### ページ
##########

個人的には、マネの静物画が好きだった。
有名な絵画(人物)は、特に表情において、アンニュイで、なんだか不安にもなる気持ちだった。でも、実のところ、それが日常の大半であったりする。
私にとって美術史の時系列はぐちゃぐちゃである。流れを掴んだところでそれ自体に面白みはない。でも、絵画自体は時系列で見るものでもなく、目にして魅了されたものが、各々の美術に対する時系列を作っていく。私の趣向でもあるし、その絵にとらわれてしまう自分がいるか否かだ。
しかしながら、魅了されてしまえば画家の作品や背景、時代背景等を辿ろうとすることは、その絵画自体の魅力を自ら増殖させることでもあって、であるから絵画は面白い。それがマネである。
ミシェル・フーコーのまなざし
マネについて、膨大にある論考を辿るよりも、フーコーのストレートな解釈は、気持ちよいくらい分かりやすかった。
ミシェル・フーコー(Mishel Foucault)
1926- 1984年。フランスの哲学者。心理学に関する研究ののち、『古典主義時代における狂気の歴史』を著し、西洋文明における<知>の条件を批判的に検証する「地の考古学」を企てる。1970年代以降、<知>と不可分な権力についての系譜学的研究を行い、晩年は自己と主体性に関する新たな問題系を模索していた。
ミシェル・フーコー『マネの絵画』筑摩書房 2006より抜粋
この書籍は、フーコーの「マネの絵画」という講演(1971年)の録音されたカセットから書き起こされたテクストから構成される。マネの絵画とフーコーのマネの絵画に対する思考を交差させながら考察する、つまり、マネにとらわれたフーコーと、マネとフーコーにとらわれた者の論考であった。
「絵画において好きなのは、まなざしを向けるように本当に強いられるということです。そうするとそれは、私にとっての休息なのです。それは、私が誰とも闘うことなく楽しんでものを書きうる、稀な主題のひとつです。絵画に対して私は、いかなる戦術的・戦略的関係を持っていないと思います」(中略)「私を魅了し、私の気を完全にひいてしまうのものがあります。たとえばマネです。マネにおいては、すべてが驚きです。」
ミシェル・フーコー『マネの絵画』筑摩書房 2006 マリヴォンヌ・セゾン 序 ⅳ-ⅴ より
たしかにそう、絵画を見ることは私にとっても休息だ。あるいは刺激、あるいは逃避、そして思考の時間でもある。魅了されるこの感覚は、フーコーと同じようにマネの絵画には「強いられる」”まなざし”がある。
マネについて大それたことは語れないが、しかしながら、フーコーのマネの絵画にむける”まなざし”をもとに、それらの絵画を添えて見ることによって、改めて驚きと喜びが見出されていく。
つまりマネは、西洋美術において、少なくともルネサンス以来あるいはクワトロチェント以来、タブロー自体の内部、それが表象するものの内部で、自分が絵を描いているまさにその空間の物質的な性質を用い、またいわば機能させることをあえて行った最初の画家だったのだと思います。(p.4-5)

##########

### データの記録
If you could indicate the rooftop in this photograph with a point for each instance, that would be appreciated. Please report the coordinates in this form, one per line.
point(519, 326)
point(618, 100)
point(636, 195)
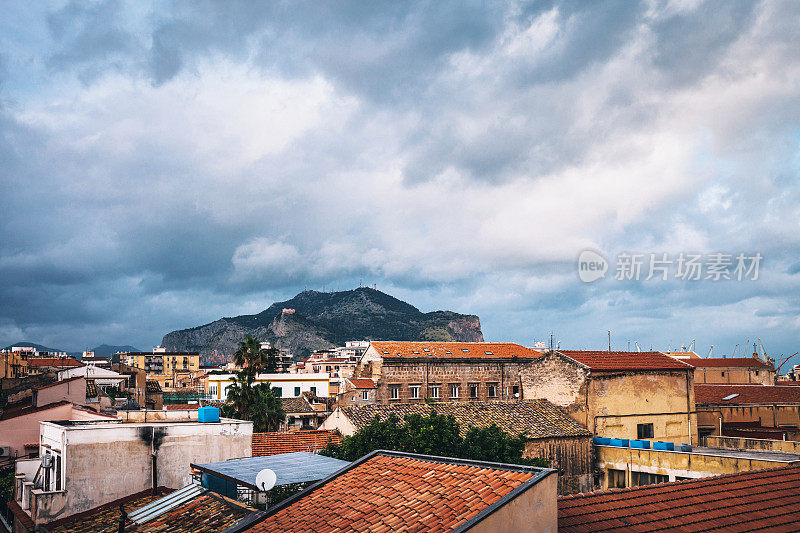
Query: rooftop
point(502, 350)
point(625, 361)
point(204, 512)
point(296, 405)
point(737, 362)
point(290, 468)
point(293, 441)
point(757, 500)
point(745, 394)
point(401, 492)
point(532, 418)
point(362, 383)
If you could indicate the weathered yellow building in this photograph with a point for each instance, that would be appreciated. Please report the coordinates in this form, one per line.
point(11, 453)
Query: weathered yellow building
point(627, 395)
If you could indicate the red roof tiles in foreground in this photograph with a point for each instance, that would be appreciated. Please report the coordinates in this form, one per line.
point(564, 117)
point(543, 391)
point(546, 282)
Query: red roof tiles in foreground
point(764, 500)
point(745, 394)
point(738, 362)
point(453, 349)
point(393, 491)
point(293, 441)
point(625, 361)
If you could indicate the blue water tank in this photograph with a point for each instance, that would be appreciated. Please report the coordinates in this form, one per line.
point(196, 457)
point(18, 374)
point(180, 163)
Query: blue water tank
point(208, 414)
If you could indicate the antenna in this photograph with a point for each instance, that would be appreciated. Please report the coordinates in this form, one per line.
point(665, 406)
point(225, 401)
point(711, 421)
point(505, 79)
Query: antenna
point(266, 479)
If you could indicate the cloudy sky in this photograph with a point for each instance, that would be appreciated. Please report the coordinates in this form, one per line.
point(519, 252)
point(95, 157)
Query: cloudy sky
point(163, 164)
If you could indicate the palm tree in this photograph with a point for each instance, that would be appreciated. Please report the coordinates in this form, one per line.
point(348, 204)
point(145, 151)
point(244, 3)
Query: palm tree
point(251, 356)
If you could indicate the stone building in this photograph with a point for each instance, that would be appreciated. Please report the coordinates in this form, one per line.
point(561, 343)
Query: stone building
point(445, 371)
point(551, 434)
point(626, 395)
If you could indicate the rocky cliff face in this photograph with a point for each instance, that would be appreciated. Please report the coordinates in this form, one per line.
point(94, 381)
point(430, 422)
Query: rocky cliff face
point(323, 320)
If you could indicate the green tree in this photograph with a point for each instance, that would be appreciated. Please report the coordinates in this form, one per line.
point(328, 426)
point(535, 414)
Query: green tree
point(255, 402)
point(255, 359)
point(432, 435)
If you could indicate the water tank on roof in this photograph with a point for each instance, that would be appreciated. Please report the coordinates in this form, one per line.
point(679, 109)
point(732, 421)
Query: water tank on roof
point(208, 414)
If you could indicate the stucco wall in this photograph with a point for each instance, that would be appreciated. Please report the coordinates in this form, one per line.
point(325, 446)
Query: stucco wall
point(676, 464)
point(536, 509)
point(505, 375)
point(572, 457)
point(104, 463)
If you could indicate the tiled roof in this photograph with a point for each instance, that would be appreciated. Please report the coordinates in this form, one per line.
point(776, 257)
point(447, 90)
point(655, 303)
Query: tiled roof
point(764, 500)
point(453, 349)
point(745, 394)
point(625, 361)
point(56, 362)
point(293, 441)
point(362, 383)
point(532, 418)
point(738, 362)
point(296, 405)
point(400, 492)
point(207, 512)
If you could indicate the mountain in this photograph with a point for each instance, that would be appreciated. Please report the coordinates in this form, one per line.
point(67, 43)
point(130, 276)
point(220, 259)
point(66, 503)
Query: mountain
point(108, 350)
point(324, 320)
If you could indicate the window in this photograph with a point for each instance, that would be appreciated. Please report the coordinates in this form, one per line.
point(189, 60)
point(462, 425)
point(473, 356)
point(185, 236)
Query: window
point(616, 479)
point(644, 431)
point(644, 478)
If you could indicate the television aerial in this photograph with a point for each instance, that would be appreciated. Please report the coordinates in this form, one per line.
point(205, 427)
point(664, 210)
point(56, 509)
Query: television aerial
point(266, 479)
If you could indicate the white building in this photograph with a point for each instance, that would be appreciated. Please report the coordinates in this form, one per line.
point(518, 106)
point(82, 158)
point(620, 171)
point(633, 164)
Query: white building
point(87, 463)
point(287, 385)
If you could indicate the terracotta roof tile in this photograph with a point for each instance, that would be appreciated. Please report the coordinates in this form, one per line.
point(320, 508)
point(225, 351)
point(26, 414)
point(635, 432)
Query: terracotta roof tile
point(362, 383)
point(625, 361)
point(749, 501)
point(715, 394)
point(453, 349)
point(532, 418)
point(398, 493)
point(738, 362)
point(293, 441)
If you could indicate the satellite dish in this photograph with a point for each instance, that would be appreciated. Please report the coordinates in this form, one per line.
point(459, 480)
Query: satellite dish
point(266, 479)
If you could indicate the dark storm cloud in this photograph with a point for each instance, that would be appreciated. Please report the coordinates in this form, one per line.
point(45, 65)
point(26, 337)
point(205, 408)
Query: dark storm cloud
point(457, 154)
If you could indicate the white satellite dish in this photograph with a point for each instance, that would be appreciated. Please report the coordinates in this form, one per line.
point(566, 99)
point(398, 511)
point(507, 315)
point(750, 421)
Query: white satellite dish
point(266, 479)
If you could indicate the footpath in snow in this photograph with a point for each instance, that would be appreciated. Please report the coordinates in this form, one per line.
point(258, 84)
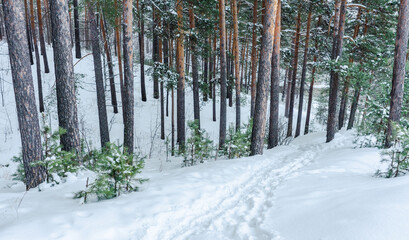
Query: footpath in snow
point(306, 190)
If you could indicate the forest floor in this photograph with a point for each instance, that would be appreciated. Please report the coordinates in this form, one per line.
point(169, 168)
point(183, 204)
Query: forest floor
point(305, 190)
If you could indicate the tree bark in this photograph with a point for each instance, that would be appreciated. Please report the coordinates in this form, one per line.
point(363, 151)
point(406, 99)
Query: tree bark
point(41, 37)
point(77, 30)
point(260, 109)
point(37, 54)
point(195, 70)
point(311, 91)
point(223, 74)
point(181, 80)
point(275, 83)
point(398, 77)
point(344, 97)
point(64, 74)
point(254, 59)
point(236, 63)
point(294, 74)
point(24, 92)
point(99, 79)
point(128, 77)
point(142, 49)
point(110, 66)
point(334, 78)
point(155, 52)
point(119, 55)
point(303, 74)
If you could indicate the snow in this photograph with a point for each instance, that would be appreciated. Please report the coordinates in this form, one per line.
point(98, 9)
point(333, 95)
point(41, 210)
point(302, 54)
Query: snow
point(308, 189)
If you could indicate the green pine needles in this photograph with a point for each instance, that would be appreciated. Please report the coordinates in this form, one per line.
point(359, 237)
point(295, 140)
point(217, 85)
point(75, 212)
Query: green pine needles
point(199, 147)
point(116, 172)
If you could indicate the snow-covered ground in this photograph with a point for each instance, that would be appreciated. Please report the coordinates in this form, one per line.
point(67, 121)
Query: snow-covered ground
point(305, 190)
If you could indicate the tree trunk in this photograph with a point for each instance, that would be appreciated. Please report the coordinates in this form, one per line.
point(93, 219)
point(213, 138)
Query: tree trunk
point(128, 103)
point(119, 55)
point(110, 66)
point(303, 74)
point(77, 30)
point(142, 50)
point(64, 74)
point(294, 74)
point(223, 74)
point(195, 70)
point(181, 80)
point(344, 97)
point(99, 80)
point(275, 83)
point(334, 79)
point(236, 63)
point(398, 77)
point(155, 52)
point(28, 32)
point(311, 91)
point(260, 109)
point(254, 59)
point(37, 54)
point(24, 92)
point(173, 122)
point(354, 107)
point(41, 37)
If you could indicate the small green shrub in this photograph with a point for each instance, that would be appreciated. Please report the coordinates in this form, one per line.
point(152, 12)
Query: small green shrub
point(238, 143)
point(116, 171)
point(56, 161)
point(199, 147)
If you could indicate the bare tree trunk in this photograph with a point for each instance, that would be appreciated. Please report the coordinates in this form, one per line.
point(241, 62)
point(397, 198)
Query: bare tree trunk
point(334, 80)
point(41, 37)
point(275, 83)
point(181, 80)
point(311, 91)
point(24, 92)
point(354, 107)
point(398, 77)
point(99, 80)
point(344, 97)
point(195, 70)
point(119, 55)
point(294, 75)
point(37, 54)
point(128, 103)
point(47, 21)
point(64, 74)
point(260, 109)
point(77, 30)
point(254, 59)
point(28, 32)
point(236, 62)
point(110, 66)
point(303, 74)
point(223, 68)
point(155, 52)
point(142, 49)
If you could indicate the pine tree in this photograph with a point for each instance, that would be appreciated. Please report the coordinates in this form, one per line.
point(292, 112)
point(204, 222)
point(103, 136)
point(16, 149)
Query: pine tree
point(128, 101)
point(260, 109)
point(99, 80)
point(181, 137)
point(24, 92)
point(64, 74)
point(398, 77)
point(223, 74)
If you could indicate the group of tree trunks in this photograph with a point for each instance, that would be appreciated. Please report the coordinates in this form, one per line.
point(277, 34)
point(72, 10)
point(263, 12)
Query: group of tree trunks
point(23, 41)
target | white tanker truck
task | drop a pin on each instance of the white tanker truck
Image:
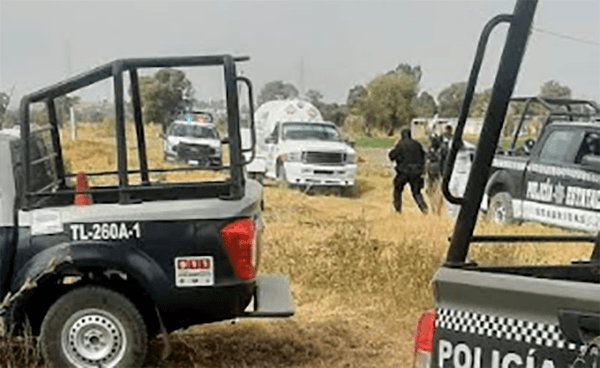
(295, 146)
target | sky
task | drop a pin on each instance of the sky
(327, 45)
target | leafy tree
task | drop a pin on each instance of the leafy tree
(554, 89)
(164, 94)
(450, 99)
(388, 102)
(354, 95)
(334, 113)
(4, 101)
(276, 90)
(415, 73)
(63, 106)
(424, 105)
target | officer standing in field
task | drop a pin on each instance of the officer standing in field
(410, 164)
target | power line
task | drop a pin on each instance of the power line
(566, 37)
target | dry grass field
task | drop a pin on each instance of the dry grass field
(360, 274)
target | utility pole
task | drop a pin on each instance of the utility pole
(71, 110)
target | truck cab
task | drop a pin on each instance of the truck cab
(96, 269)
(296, 147)
(542, 315)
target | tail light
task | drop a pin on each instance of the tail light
(424, 339)
(239, 240)
(81, 185)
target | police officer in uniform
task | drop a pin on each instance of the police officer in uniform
(410, 164)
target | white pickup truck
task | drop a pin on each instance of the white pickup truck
(295, 146)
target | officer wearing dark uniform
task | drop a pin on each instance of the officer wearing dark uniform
(410, 164)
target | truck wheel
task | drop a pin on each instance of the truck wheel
(500, 209)
(281, 179)
(93, 326)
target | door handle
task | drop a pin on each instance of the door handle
(579, 326)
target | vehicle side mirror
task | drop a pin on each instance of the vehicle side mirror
(528, 145)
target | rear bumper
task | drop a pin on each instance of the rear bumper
(320, 175)
(272, 298)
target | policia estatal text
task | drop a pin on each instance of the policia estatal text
(410, 164)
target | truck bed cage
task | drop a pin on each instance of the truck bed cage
(233, 188)
(514, 49)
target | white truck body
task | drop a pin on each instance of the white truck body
(304, 162)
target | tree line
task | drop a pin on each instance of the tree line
(387, 102)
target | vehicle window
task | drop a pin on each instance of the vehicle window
(304, 131)
(559, 147)
(193, 131)
(199, 117)
(589, 151)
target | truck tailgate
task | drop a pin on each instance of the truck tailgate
(498, 320)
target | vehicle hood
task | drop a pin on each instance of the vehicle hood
(314, 145)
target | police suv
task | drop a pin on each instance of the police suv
(96, 269)
(531, 316)
(193, 138)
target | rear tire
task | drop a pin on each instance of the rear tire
(93, 326)
(500, 210)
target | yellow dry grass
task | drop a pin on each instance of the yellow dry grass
(360, 274)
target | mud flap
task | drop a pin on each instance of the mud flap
(272, 298)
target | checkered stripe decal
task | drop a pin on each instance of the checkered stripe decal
(503, 328)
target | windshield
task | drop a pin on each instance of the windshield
(191, 116)
(192, 130)
(309, 131)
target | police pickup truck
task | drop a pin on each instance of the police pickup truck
(556, 179)
(95, 270)
(537, 316)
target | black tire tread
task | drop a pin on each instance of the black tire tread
(89, 297)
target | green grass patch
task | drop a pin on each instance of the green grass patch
(373, 142)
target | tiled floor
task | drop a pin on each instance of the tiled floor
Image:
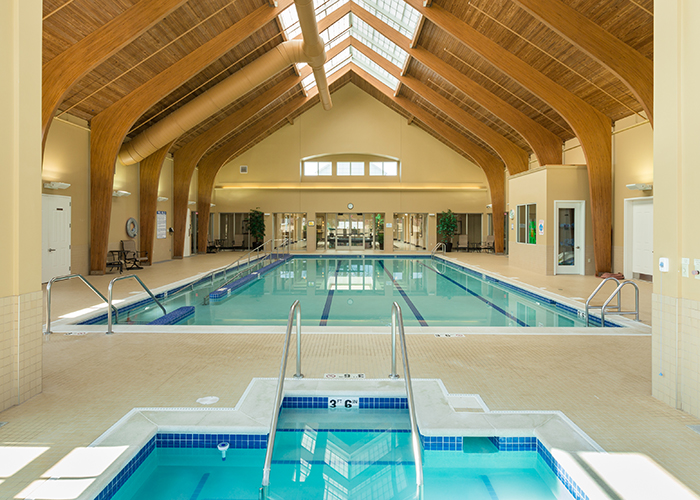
(602, 383)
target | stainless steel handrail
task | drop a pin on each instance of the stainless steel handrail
(436, 249)
(397, 324)
(109, 295)
(618, 292)
(590, 297)
(296, 308)
(63, 278)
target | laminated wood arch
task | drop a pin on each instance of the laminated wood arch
(109, 128)
(592, 127)
(149, 176)
(515, 158)
(63, 71)
(493, 167)
(631, 67)
(546, 145)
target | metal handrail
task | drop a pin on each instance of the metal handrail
(397, 324)
(63, 278)
(619, 310)
(436, 249)
(109, 295)
(590, 297)
(296, 308)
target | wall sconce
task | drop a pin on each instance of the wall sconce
(56, 185)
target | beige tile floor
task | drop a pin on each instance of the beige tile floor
(602, 383)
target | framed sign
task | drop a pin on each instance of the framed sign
(161, 225)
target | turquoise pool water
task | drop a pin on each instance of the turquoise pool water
(368, 457)
(360, 291)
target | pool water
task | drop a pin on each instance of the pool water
(312, 461)
(359, 292)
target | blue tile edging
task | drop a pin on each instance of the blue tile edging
(174, 317)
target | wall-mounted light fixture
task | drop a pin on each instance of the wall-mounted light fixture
(56, 185)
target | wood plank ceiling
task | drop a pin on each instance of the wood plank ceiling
(505, 22)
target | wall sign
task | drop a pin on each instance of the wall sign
(161, 224)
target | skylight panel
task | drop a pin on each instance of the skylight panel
(396, 13)
(378, 42)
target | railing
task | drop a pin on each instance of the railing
(397, 325)
(618, 308)
(295, 310)
(109, 295)
(63, 278)
(437, 248)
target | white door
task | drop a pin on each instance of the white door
(569, 237)
(55, 236)
(643, 238)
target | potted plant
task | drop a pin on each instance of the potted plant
(446, 228)
(256, 226)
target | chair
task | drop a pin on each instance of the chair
(132, 257)
(114, 260)
(463, 242)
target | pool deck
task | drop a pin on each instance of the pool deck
(602, 383)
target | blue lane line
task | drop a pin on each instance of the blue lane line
(489, 487)
(329, 299)
(411, 305)
(484, 300)
(200, 486)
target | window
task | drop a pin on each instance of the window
(350, 168)
(314, 168)
(527, 224)
(385, 168)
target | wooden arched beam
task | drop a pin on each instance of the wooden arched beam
(188, 156)
(109, 128)
(492, 166)
(149, 176)
(627, 64)
(67, 68)
(592, 127)
(546, 145)
(515, 158)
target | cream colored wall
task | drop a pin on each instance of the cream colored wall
(675, 307)
(67, 159)
(162, 249)
(524, 189)
(357, 126)
(20, 204)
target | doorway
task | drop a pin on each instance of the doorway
(639, 238)
(55, 236)
(569, 237)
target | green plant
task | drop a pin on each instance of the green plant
(447, 226)
(256, 224)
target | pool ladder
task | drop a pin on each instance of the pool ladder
(396, 326)
(616, 293)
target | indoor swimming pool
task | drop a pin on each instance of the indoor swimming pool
(359, 291)
(343, 454)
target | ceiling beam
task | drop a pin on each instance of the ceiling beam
(493, 167)
(62, 72)
(109, 128)
(545, 144)
(593, 128)
(515, 158)
(627, 64)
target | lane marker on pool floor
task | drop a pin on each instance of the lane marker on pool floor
(411, 305)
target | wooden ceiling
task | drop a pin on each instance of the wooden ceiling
(66, 22)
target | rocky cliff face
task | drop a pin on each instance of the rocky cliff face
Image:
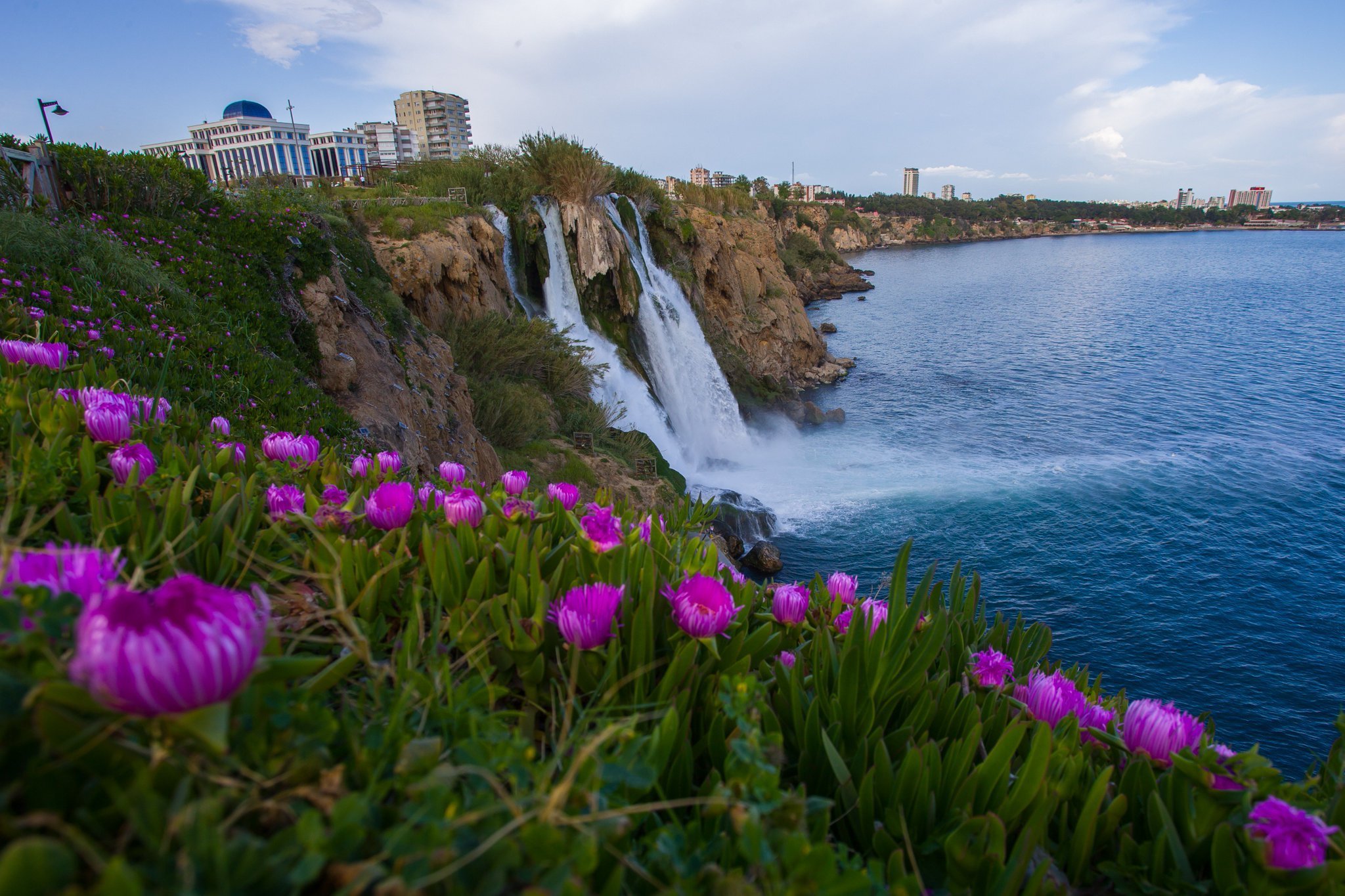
(405, 394)
(455, 273)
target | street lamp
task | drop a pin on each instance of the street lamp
(47, 104)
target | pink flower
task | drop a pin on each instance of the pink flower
(565, 494)
(390, 505)
(990, 668)
(602, 527)
(586, 614)
(185, 645)
(283, 500)
(108, 423)
(1160, 730)
(701, 606)
(514, 481)
(1293, 837)
(790, 603)
(131, 457)
(843, 587)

##########

### 課題
**1.** マネの絵画についての文章に照らして、次の(a)〜(c)が文章と合っているかどうかを、それぞれ「はい」か「いいえ」で答えてください。判断の根拠となる文章中の語句も、そのまま引用して添えてください。
(a) フーコーの『マネの絵画』は、講演の録音から書き起こされたテクストで構成されている。
(b) 筆者はマネの人物画が特に好きだった。
(c) 筆者は、美術史の流れを掴むこと自体が面白いと考えている。
**2.** マネの絵画についての文章のうち、「個人的には、マネの静物画が好きだった。」を含む語句で始まり「新たな問題系を模索していた。」で終わる部分を、一字も変えずに写して返してください。

### 課題ごとの出力
**1.**
(a) はい。「フーコーの「マネの絵画」という講演(1971年)の録音されたカセットから書き起こされたテクストから構成される」
(b) いいえ。「個人的には、マネの静物画が好きだった。」
(c) いいえ。「流れを掴んだところでそれ自体に面白みはない。」

**2.**
個人的には、マネの静物画が好きだった。
有名な絵画(人物)は、特に表情において、アンニュイで、なんだか不安にもなる気持ちだった。でも、実のところ、それが日常の大半であったりする。
私にとって美術史の時系列はぐちゃぐちゃである。流れを掴んだところでそれ自体に面白みはない。でも、絵画自体は時系列で見るものでもなく、目にして魅了されたものが、各々の美術に対する時系列を作っていく。私の趣向でもあるし、その絵にとらわれてしまう自分がいるか否かだ。
しかしながら、魅了されてしまえば画家の作品や背景、時代背景等を辿ろうとすることは、その絵画自体の魅力を自ら増殖させることでもあって、であるから絵画は面白い。それがマネである。
ミシェル・フーコーのまなざし
マネについて、膨大にある論考を辿るよりも、フーコーのストレートな解釈は、気持ちよいくらい分かりやすかった。
ミシェル・フーコー(Mishel Foucault)
1926- 1984年。フランスの哲学者。心理学に関する研究ののち、『古典主義時代における狂気の歴史』を著し、西洋文明における<知>の条件を批判的に検証する「地の考古学」を企てる。1970年代以降、<知>と不可分な権力についての系譜学的研究を行い、晩年は自己と主体性に関する新たな問題系を模索していた。